## [Given problem]
Please set out every entry below as a numbered list, leaving out any blank lines.

--- start of Given data ---

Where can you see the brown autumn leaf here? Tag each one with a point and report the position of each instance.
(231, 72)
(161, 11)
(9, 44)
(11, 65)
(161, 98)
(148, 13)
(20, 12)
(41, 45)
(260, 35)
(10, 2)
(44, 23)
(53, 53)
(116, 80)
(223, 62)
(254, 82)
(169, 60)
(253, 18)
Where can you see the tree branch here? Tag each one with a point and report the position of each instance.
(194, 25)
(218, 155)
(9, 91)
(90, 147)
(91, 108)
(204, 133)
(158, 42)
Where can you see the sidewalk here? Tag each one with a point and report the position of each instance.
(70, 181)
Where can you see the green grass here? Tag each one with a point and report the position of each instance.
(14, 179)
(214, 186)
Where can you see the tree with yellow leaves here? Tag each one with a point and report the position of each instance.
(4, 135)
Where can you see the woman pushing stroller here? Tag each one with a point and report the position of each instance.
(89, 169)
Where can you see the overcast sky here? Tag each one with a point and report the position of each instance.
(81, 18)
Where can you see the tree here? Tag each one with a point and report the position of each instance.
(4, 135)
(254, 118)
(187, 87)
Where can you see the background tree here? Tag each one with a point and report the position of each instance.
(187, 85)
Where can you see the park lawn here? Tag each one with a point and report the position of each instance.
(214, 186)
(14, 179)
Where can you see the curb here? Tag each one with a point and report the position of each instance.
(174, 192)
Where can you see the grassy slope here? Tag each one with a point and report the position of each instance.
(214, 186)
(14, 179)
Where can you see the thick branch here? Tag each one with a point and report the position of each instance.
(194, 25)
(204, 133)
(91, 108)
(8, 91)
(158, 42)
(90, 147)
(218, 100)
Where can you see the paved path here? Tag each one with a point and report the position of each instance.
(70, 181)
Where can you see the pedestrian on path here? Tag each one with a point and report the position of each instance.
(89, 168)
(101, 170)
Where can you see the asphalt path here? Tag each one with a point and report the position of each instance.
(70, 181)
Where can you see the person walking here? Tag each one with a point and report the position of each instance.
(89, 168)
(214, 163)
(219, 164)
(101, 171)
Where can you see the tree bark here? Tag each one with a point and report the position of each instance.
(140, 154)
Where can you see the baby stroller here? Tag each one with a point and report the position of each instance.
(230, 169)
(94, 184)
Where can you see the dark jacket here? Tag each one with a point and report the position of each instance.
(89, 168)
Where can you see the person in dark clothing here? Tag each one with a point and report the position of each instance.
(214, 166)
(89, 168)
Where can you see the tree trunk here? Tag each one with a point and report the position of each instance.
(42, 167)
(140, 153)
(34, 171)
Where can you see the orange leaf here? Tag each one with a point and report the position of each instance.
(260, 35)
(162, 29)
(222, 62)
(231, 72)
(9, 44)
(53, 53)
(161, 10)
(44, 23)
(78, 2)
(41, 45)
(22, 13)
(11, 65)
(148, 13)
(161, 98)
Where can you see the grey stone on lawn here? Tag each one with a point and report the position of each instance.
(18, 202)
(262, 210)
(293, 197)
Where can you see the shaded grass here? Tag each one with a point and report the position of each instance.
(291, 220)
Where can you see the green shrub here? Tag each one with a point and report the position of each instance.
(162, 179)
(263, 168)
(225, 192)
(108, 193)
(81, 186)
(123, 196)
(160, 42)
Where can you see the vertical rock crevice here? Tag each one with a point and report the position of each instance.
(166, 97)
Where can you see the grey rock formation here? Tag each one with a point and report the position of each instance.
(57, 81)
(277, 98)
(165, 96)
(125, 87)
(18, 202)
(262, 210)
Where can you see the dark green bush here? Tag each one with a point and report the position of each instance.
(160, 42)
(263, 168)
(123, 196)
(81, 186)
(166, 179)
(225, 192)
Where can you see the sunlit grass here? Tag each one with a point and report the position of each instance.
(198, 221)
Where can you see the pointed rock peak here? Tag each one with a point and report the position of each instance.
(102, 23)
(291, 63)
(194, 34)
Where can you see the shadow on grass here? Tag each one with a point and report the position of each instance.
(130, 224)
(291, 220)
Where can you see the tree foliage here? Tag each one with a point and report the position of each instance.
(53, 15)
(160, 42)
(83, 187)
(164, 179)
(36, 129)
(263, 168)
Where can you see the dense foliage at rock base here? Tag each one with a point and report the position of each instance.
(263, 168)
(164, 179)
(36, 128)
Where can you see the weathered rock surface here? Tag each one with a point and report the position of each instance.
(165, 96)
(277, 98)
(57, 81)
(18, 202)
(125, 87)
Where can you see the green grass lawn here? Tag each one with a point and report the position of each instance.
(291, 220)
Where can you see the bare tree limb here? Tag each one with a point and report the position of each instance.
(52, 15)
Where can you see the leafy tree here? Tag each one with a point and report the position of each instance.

--- end of Given data ---

## [Reply]
1. Where can you see the brown autumn leaf here? Tag each one with a point and report the position of each instance.
2. (231, 72)
3. (161, 11)
4. (9, 44)
5. (11, 65)
6. (161, 98)
7. (148, 13)
8. (20, 12)
9. (41, 45)
10. (260, 35)
11. (10, 2)
12. (44, 23)
13. (53, 53)
14. (116, 80)
15. (223, 62)
16. (254, 82)
17. (169, 60)
18. (253, 18)
19. Where can you see the tree branch here? Tag each one with a point and report the position of each instance.
20. (194, 25)
21. (218, 155)
22. (9, 91)
23. (90, 147)
24. (91, 108)
25. (204, 133)
26. (158, 42)
27. Where can you see the sidewalk here? Tag each one with a point and report the position of each instance.
28. (70, 181)
29. Where can you see the green grass here? Tag each one with a point and report the position of each instance.
30. (14, 179)
31. (214, 186)
32. Where can you see the tree with yellow leaves here? Tag each one with a point and report the position of each instance.
33. (4, 135)
34. Where can you see the woman pushing stroller here? Tag each one with a point and report the position of each instance.
35. (89, 169)
36. Where can you see the overcast sky here? Tag each one with a point and report the position of each instance.
37. (81, 18)
38. Where can you see the tree here? Tag each one with a point and report the position of each instance.
39. (4, 135)
40. (254, 118)
41. (187, 87)
42. Where can you see the background tree here? Tag each one with a point and report the position of each instance.
43. (187, 85)
44. Where can you see the park lawn here? Tag each one with a point and report the position of each instance.
45. (214, 186)
46. (14, 179)
47. Where can you see the curb here? Tag each one with a point and report the position of each instance.
48. (174, 192)
49. Where can you see the grassy slope here? Tag each one with a point and report the position of each instance.
50. (214, 186)
51. (14, 179)
52. Where can you see the thick branch here? Tag each one with a point and report the position of each instance.
53. (194, 25)
54. (204, 133)
55. (91, 108)
56. (8, 91)
57. (158, 42)
58. (90, 147)
59. (218, 100)
60. Where can you see the paved path here? Tag each one with a point and report the position of each instance.
61. (70, 181)
62. Where can you see the pedestrian on path here? Tag each one with a point and report the position of each instance.
63. (89, 168)
64. (101, 170)
65. Where can you see the asphalt path here? Tag each one with a point and report the position of each instance.
66. (70, 181)
67. Where can you see the person walking here? Tag each one with a point and report the position of each instance.
68. (89, 168)
69. (214, 163)
70. (219, 164)
71. (101, 171)
72. Where can you see the tree bark here? Tag each one with a point and report the position of each instance.
73. (140, 154)
74. Where can you see the baby stroller here? Tag each one with a point and report the position of each instance.
75. (230, 169)
76. (94, 184)
77. Where can you see the dark jacket here? Tag each one with a point and report the position of each instance.
78. (89, 168)
79. Where can you see the person in dark clothing here? Tag each one with a point and report the position of each instance.
80. (214, 166)
81. (89, 168)
82. Where can you see the tree trunk here? Tag each one with a point and report the position of each instance.
83. (42, 167)
84. (140, 153)
85. (34, 171)
86. Where can you see the orange leaf here? Tag each one with a point and report the position of each instance.
87. (260, 35)
88. (162, 29)
89. (222, 62)
90. (231, 72)
91. (9, 44)
92. (53, 53)
93. (161, 10)
94. (44, 23)
95. (78, 2)
96. (41, 45)
97. (22, 13)
98. (11, 65)
99. (148, 13)
100. (161, 98)
101. Where can you see the grey stone on lawn here? Tag each one with a point and report the position of each instance.
102. (18, 202)
103. (262, 210)
104. (293, 197)
105. Where can you see the shaded grass here? Tag each one with a point and report the position of each instance.
106. (291, 220)
107. Where can you see the green shrub here? Tag each one with a point and report the position of each instance.
108. (162, 179)
109. (263, 168)
110. (225, 192)
111. (108, 193)
112. (81, 186)
113. (123, 196)
114. (160, 42)
115. Where can you see the vertical rock crevice here? Tag each one with a point and report the position of each instance.
116. (166, 97)
117. Where can you see the grey rock formation here? Tag each one with a point and report the position of each instance.
118. (57, 81)
119. (277, 98)
120. (165, 96)
121. (125, 87)
122. (18, 202)
123. (262, 210)
124. Where can you see the dark green bush here? Tag each one with a point and report the position of each instance.
125. (160, 42)
126. (263, 168)
127. (123, 196)
128. (81, 186)
129. (166, 179)
130. (225, 192)
131. Where can you see the sunlit grass here? Tag each one with a point and report the position of each instance.
132. (198, 221)
133. Where can you see the pointed rock peak here? Tag each one with a point and report the position of each instance.
134. (102, 23)
135. (291, 63)
136. (194, 34)
137. Where can you see the shadow on grass here? Tag each one with a point and report the position of each instance.
138. (130, 224)
139. (291, 220)
140. Where can you see the tree foliage here? Tag each one with a point and report the position of each instance.
141. (53, 15)
142. (160, 42)
143. (83, 187)
144. (164, 179)
145. (36, 129)
146. (263, 168)
147. Where can you see the dense foliage at rock base here? Tag each one with a point and report the position of each instance.
148. (263, 168)
149. (164, 179)
150. (36, 128)
151. Where can you see the weathered rock surface here? Tag each one with a point and report the position of each instance.
152. (165, 96)
153. (277, 98)
154. (57, 81)
155. (18, 202)
156. (125, 87)
157. Where can you see the green grass lawn here? Tag each one with a point and report the position of each instance.
158. (291, 220)
159. Where can you see the bare tree limb here? Tag each one with a point and report the position of each instance.
160. (52, 15)
161. Where can you see the leafy tree here? Tag each one with a point and report the position of each instance.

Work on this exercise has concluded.